* Start *

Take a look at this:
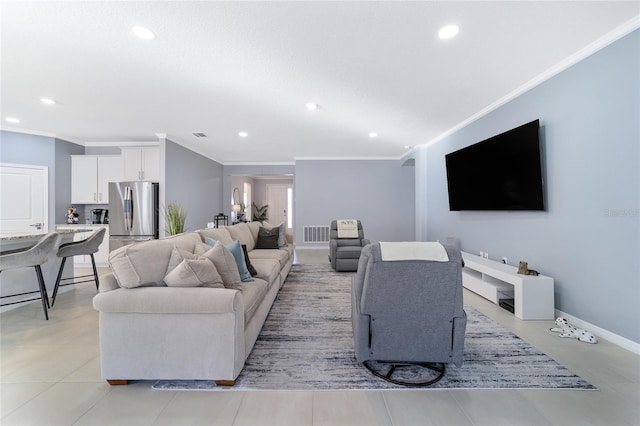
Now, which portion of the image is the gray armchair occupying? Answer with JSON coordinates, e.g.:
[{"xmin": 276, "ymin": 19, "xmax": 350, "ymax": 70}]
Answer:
[
  {"xmin": 351, "ymin": 242, "xmax": 467, "ymax": 386},
  {"xmin": 329, "ymin": 220, "xmax": 370, "ymax": 272}
]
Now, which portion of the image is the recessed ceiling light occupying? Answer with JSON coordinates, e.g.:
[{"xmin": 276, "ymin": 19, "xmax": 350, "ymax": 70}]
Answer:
[
  {"xmin": 438, "ymin": 25, "xmax": 460, "ymax": 40},
  {"xmin": 131, "ymin": 26, "xmax": 156, "ymax": 40}
]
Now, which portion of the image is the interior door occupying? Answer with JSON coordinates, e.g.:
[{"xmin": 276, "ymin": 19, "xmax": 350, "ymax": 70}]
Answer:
[
  {"xmin": 267, "ymin": 183, "xmax": 293, "ymax": 243},
  {"xmin": 0, "ymin": 164, "xmax": 49, "ymax": 234}
]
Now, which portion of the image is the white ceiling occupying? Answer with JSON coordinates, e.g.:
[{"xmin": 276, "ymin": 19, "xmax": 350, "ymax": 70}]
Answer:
[{"xmin": 0, "ymin": 0, "xmax": 640, "ymax": 163}]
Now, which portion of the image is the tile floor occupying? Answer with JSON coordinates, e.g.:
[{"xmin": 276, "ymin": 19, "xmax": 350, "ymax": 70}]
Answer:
[{"xmin": 0, "ymin": 250, "xmax": 640, "ymax": 426}]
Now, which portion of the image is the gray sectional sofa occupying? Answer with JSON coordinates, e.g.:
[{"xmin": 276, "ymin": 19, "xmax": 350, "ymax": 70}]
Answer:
[{"xmin": 93, "ymin": 222, "xmax": 293, "ymax": 385}]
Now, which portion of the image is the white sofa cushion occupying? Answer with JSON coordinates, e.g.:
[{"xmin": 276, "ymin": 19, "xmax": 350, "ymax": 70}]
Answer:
[
  {"xmin": 225, "ymin": 223, "xmax": 256, "ymax": 251},
  {"xmin": 251, "ymin": 259, "xmax": 282, "ymax": 285},
  {"xmin": 109, "ymin": 232, "xmax": 201, "ymax": 288},
  {"xmin": 198, "ymin": 228, "xmax": 233, "ymax": 245},
  {"xmin": 240, "ymin": 278, "xmax": 269, "ymax": 325},
  {"xmin": 164, "ymin": 259, "xmax": 224, "ymax": 288},
  {"xmin": 195, "ymin": 240, "xmax": 242, "ymax": 290},
  {"xmin": 249, "ymin": 246, "xmax": 293, "ymax": 268}
]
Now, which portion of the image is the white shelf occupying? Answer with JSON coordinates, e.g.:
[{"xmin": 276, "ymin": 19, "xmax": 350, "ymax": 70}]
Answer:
[{"xmin": 462, "ymin": 252, "xmax": 555, "ymax": 320}]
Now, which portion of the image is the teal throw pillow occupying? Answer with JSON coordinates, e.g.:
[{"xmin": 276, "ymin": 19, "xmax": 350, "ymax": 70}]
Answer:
[
  {"xmin": 256, "ymin": 226, "xmax": 280, "ymax": 249},
  {"xmin": 225, "ymin": 240, "xmax": 254, "ymax": 282}
]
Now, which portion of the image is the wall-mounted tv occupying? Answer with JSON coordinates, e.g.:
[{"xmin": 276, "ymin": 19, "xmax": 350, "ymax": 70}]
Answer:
[{"xmin": 445, "ymin": 120, "xmax": 544, "ymax": 211}]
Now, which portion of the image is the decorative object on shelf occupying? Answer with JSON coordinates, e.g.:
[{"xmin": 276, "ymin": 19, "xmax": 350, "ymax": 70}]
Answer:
[
  {"xmin": 211, "ymin": 213, "xmax": 229, "ymax": 228},
  {"xmin": 549, "ymin": 317, "xmax": 598, "ymax": 344},
  {"xmin": 518, "ymin": 260, "xmax": 540, "ymax": 276},
  {"xmin": 64, "ymin": 206, "xmax": 78, "ymax": 224},
  {"xmin": 164, "ymin": 203, "xmax": 187, "ymax": 235},
  {"xmin": 252, "ymin": 203, "xmax": 269, "ymax": 222}
]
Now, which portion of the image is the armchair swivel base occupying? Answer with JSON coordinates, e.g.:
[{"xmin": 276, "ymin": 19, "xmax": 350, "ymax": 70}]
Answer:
[{"xmin": 362, "ymin": 360, "xmax": 446, "ymax": 387}]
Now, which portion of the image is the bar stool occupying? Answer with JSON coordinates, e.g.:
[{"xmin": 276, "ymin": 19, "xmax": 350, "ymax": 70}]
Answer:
[
  {"xmin": 51, "ymin": 228, "xmax": 106, "ymax": 307},
  {"xmin": 0, "ymin": 232, "xmax": 60, "ymax": 320}
]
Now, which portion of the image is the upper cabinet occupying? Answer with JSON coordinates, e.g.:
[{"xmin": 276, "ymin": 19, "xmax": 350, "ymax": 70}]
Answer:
[
  {"xmin": 122, "ymin": 147, "xmax": 160, "ymax": 182},
  {"xmin": 71, "ymin": 155, "xmax": 124, "ymax": 204}
]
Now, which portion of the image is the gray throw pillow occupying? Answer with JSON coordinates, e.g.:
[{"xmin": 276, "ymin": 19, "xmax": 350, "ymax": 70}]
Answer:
[{"xmin": 256, "ymin": 226, "xmax": 280, "ymax": 249}]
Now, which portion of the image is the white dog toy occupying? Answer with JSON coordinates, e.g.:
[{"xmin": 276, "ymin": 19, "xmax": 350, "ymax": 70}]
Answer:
[{"xmin": 549, "ymin": 317, "xmax": 598, "ymax": 343}]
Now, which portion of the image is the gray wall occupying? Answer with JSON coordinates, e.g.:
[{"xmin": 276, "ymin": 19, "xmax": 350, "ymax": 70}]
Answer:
[
  {"xmin": 221, "ymin": 164, "xmax": 295, "ymax": 220},
  {"xmin": 0, "ymin": 130, "xmax": 84, "ymax": 231},
  {"xmin": 416, "ymin": 30, "xmax": 640, "ymax": 342},
  {"xmin": 294, "ymin": 160, "xmax": 415, "ymax": 246},
  {"xmin": 160, "ymin": 140, "xmax": 223, "ymax": 235},
  {"xmin": 54, "ymin": 139, "xmax": 87, "ymax": 223}
]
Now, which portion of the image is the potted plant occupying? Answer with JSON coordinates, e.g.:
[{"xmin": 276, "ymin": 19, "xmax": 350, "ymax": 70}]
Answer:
[{"xmin": 164, "ymin": 203, "xmax": 187, "ymax": 235}]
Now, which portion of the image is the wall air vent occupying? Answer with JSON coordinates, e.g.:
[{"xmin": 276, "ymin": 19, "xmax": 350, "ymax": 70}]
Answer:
[{"xmin": 302, "ymin": 226, "xmax": 329, "ymax": 243}]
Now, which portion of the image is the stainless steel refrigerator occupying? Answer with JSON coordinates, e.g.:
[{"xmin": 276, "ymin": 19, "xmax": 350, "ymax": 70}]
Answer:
[{"xmin": 109, "ymin": 182, "xmax": 158, "ymax": 251}]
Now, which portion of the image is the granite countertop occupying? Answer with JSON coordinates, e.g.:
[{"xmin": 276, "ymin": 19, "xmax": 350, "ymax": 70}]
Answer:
[{"xmin": 0, "ymin": 225, "xmax": 94, "ymax": 242}]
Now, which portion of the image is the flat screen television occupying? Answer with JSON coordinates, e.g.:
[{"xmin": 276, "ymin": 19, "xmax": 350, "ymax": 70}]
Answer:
[{"xmin": 445, "ymin": 120, "xmax": 544, "ymax": 211}]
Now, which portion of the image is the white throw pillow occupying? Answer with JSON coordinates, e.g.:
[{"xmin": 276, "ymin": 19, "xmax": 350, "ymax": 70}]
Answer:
[
  {"xmin": 164, "ymin": 259, "xmax": 224, "ymax": 288},
  {"xmin": 196, "ymin": 241, "xmax": 242, "ymax": 290},
  {"xmin": 164, "ymin": 247, "xmax": 196, "ymax": 276}
]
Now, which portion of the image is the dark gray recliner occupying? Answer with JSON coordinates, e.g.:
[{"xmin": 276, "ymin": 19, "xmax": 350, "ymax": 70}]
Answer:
[
  {"xmin": 351, "ymin": 243, "xmax": 467, "ymax": 386},
  {"xmin": 329, "ymin": 220, "xmax": 370, "ymax": 272}
]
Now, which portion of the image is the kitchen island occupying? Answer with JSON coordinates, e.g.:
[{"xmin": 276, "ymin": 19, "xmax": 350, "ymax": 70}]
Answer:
[{"xmin": 0, "ymin": 226, "xmax": 97, "ymax": 312}]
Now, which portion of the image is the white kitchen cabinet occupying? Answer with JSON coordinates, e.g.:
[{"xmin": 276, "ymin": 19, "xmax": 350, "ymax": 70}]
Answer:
[
  {"xmin": 71, "ymin": 155, "xmax": 123, "ymax": 204},
  {"xmin": 122, "ymin": 147, "xmax": 160, "ymax": 182}
]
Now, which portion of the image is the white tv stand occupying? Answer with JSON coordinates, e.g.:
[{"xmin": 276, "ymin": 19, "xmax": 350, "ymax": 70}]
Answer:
[{"xmin": 462, "ymin": 252, "xmax": 555, "ymax": 320}]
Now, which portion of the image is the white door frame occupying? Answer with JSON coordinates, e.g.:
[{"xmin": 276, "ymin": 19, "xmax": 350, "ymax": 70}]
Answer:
[{"xmin": 0, "ymin": 163, "xmax": 49, "ymax": 233}]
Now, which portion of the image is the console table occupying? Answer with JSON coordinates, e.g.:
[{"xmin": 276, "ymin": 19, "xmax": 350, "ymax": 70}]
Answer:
[{"xmin": 462, "ymin": 252, "xmax": 555, "ymax": 320}]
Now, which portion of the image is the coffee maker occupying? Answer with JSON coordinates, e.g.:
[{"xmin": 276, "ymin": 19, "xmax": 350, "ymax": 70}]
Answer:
[{"xmin": 91, "ymin": 209, "xmax": 109, "ymax": 224}]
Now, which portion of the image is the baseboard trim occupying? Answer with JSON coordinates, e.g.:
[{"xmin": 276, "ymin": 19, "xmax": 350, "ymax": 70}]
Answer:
[{"xmin": 556, "ymin": 309, "xmax": 640, "ymax": 355}]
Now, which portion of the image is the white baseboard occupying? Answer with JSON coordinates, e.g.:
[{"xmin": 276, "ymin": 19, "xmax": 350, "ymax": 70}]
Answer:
[{"xmin": 556, "ymin": 309, "xmax": 640, "ymax": 355}]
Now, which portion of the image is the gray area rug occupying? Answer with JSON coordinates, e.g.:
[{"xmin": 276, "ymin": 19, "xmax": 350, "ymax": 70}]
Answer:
[{"xmin": 153, "ymin": 265, "xmax": 595, "ymax": 390}]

* End *

→ **What needs to be done**: Please report each line in the records above that contains the string "ceiling", copying every such line in full.

→ **Solution**:
Now, which portion of the image is the recessed ceiling light occupying? Answer with JSON coordinates, e.g.:
Now, which portion of the image is the white ceiling occupying? Answer with JSON coordinates, e.g.:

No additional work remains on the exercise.